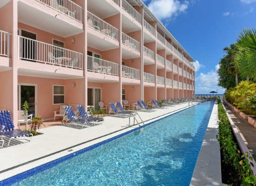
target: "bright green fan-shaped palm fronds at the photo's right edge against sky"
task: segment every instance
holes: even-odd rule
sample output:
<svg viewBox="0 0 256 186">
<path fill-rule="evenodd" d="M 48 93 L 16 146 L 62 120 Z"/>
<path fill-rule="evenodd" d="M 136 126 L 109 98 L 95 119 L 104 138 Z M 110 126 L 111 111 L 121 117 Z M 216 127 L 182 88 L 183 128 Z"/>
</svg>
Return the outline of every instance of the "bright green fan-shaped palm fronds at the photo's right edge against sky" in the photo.
<svg viewBox="0 0 256 186">
<path fill-rule="evenodd" d="M 243 78 L 256 81 L 256 29 L 244 29 L 237 39 L 235 65 Z"/>
</svg>

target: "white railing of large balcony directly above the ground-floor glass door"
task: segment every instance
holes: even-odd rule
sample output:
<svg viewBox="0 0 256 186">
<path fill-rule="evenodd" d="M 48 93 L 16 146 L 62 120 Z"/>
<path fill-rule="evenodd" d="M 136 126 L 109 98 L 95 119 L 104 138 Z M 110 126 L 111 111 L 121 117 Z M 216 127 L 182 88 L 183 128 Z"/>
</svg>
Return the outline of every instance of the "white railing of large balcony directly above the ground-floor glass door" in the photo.
<svg viewBox="0 0 256 186">
<path fill-rule="evenodd" d="M 83 54 L 59 46 L 50 45 L 18 36 L 18 55 L 20 60 L 30 60 L 45 64 L 83 69 Z"/>
</svg>

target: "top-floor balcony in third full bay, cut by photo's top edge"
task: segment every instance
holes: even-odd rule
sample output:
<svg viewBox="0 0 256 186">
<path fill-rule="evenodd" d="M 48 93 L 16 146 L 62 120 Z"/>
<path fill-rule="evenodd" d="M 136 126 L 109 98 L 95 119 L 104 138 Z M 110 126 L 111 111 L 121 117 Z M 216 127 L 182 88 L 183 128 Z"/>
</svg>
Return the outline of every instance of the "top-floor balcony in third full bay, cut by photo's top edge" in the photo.
<svg viewBox="0 0 256 186">
<path fill-rule="evenodd" d="M 141 30 L 141 14 L 126 0 L 122 0 L 122 31 L 125 33 Z"/>
</svg>

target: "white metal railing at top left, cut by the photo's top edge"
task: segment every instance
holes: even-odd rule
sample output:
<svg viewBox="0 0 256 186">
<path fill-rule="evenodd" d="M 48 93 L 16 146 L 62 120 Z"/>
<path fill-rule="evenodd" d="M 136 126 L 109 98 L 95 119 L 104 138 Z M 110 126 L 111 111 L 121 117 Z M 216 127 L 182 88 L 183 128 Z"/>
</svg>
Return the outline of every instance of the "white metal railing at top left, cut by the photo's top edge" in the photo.
<svg viewBox="0 0 256 186">
<path fill-rule="evenodd" d="M 72 0 L 36 0 L 43 3 L 58 12 L 67 15 L 78 22 L 83 21 L 83 8 L 75 4 Z"/>
</svg>

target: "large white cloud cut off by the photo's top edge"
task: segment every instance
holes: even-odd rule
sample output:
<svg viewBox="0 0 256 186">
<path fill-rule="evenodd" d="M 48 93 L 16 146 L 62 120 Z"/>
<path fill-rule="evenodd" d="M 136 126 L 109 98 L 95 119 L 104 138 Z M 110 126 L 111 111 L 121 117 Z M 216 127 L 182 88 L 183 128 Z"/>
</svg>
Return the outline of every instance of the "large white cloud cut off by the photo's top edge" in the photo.
<svg viewBox="0 0 256 186">
<path fill-rule="evenodd" d="M 189 1 L 185 0 L 181 3 L 179 0 L 151 0 L 148 4 L 149 10 L 159 20 L 170 20 L 181 13 L 186 12 L 189 7 Z"/>
</svg>

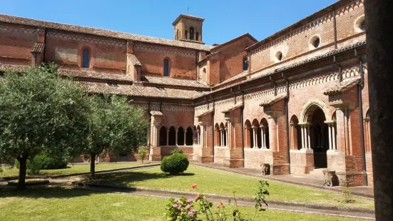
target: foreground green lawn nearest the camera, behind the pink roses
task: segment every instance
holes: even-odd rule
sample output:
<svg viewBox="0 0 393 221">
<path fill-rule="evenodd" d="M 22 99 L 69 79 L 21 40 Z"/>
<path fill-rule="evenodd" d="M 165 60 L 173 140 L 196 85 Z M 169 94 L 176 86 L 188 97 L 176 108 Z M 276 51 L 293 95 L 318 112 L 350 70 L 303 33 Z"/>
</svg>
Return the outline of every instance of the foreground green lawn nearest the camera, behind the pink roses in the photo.
<svg viewBox="0 0 393 221">
<path fill-rule="evenodd" d="M 0 220 L 163 220 L 167 199 L 57 188 L 0 190 Z M 230 208 L 228 207 L 228 212 Z M 255 210 L 240 207 L 246 217 Z M 254 220 L 349 221 L 354 219 L 267 210 Z"/>
</svg>

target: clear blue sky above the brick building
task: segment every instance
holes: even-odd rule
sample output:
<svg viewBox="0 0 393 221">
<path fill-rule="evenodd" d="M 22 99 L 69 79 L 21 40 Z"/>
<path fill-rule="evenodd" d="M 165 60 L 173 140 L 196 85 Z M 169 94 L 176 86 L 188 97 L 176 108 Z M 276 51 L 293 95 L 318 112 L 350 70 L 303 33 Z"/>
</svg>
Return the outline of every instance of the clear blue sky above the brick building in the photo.
<svg viewBox="0 0 393 221">
<path fill-rule="evenodd" d="M 211 45 L 247 32 L 260 41 L 336 0 L 1 1 L 0 14 L 169 39 L 172 22 L 188 12 L 205 18 L 203 41 Z"/>
</svg>

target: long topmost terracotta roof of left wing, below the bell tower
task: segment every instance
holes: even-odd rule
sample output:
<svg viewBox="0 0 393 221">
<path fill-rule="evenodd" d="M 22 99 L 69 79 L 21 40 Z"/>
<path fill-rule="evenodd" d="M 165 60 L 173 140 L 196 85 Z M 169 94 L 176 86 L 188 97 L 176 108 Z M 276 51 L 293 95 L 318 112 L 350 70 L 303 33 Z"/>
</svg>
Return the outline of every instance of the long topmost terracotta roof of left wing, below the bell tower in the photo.
<svg viewBox="0 0 393 221">
<path fill-rule="evenodd" d="M 39 26 L 49 29 L 72 31 L 81 34 L 92 34 L 92 35 L 103 36 L 108 38 L 118 38 L 118 39 L 130 40 L 130 41 L 156 43 L 156 44 L 175 46 L 180 48 L 190 48 L 190 49 L 196 49 L 201 51 L 210 51 L 210 49 L 213 48 L 213 46 L 207 46 L 201 43 L 175 41 L 165 38 L 155 38 L 150 36 L 141 36 L 138 34 L 129 34 L 120 31 L 109 31 L 106 29 L 96 29 L 96 28 L 89 28 L 84 26 L 74 26 L 70 24 L 60 24 L 60 23 L 49 22 L 49 21 L 39 21 L 35 19 L 26 19 L 22 17 L 9 16 L 5 14 L 0 14 L 0 21 L 6 23 L 12 23 L 12 24 L 23 24 L 27 26 Z"/>
</svg>

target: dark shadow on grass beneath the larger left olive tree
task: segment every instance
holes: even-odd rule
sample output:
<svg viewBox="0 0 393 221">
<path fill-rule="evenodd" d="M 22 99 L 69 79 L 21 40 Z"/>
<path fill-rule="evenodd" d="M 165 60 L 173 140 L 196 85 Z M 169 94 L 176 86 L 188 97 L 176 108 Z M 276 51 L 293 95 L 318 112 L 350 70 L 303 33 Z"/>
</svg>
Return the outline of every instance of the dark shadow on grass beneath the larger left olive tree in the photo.
<svg viewBox="0 0 393 221">
<path fill-rule="evenodd" d="M 107 194 L 106 192 L 91 192 L 86 190 L 73 190 L 61 187 L 28 187 L 26 190 L 17 191 L 15 188 L 1 188 L 0 200 L 6 197 L 29 197 L 29 198 L 71 198 L 83 197 L 92 194 Z"/>
</svg>

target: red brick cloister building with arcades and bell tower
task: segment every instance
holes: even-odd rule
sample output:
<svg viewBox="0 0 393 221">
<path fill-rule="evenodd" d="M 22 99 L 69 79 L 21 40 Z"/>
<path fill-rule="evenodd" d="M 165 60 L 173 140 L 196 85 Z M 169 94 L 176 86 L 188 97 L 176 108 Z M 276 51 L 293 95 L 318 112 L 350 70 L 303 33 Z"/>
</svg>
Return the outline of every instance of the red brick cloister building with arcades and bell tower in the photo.
<svg viewBox="0 0 393 221">
<path fill-rule="evenodd" d="M 202 163 L 330 168 L 372 185 L 363 2 L 214 46 L 190 15 L 173 22 L 175 40 L 0 15 L 0 70 L 54 61 L 89 93 L 129 96 L 150 120 L 150 160 L 178 147 Z"/>
</svg>

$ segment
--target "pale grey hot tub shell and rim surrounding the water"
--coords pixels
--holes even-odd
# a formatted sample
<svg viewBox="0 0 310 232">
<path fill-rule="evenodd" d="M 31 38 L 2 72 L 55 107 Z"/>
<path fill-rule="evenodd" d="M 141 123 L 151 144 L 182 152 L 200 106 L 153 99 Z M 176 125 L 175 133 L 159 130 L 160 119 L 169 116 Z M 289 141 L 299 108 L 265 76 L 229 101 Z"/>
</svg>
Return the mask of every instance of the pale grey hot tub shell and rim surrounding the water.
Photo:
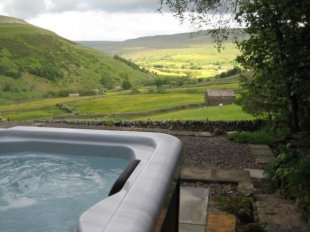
|---|
**Problem to solve**
Leave every picture out, and reproduce exactly the lines from the line bearing "--coords pixels" through the closing line of the material above.

**Output of the exercise**
--coords pixels
--holes even-odd
# a formatted sample
<svg viewBox="0 0 310 232">
<path fill-rule="evenodd" d="M 31 38 L 2 72 L 55 107 Z"/>
<path fill-rule="evenodd" d="M 141 123 L 151 144 L 182 152 L 200 106 L 153 99 Z M 176 125 L 175 133 L 159 130 L 160 119 L 169 116 Z M 289 141 L 299 108 L 265 76 L 229 101 Z"/>
</svg>
Return the mask of every instance of the pale grey hot tub shell and rim surrounding the water.
Photo:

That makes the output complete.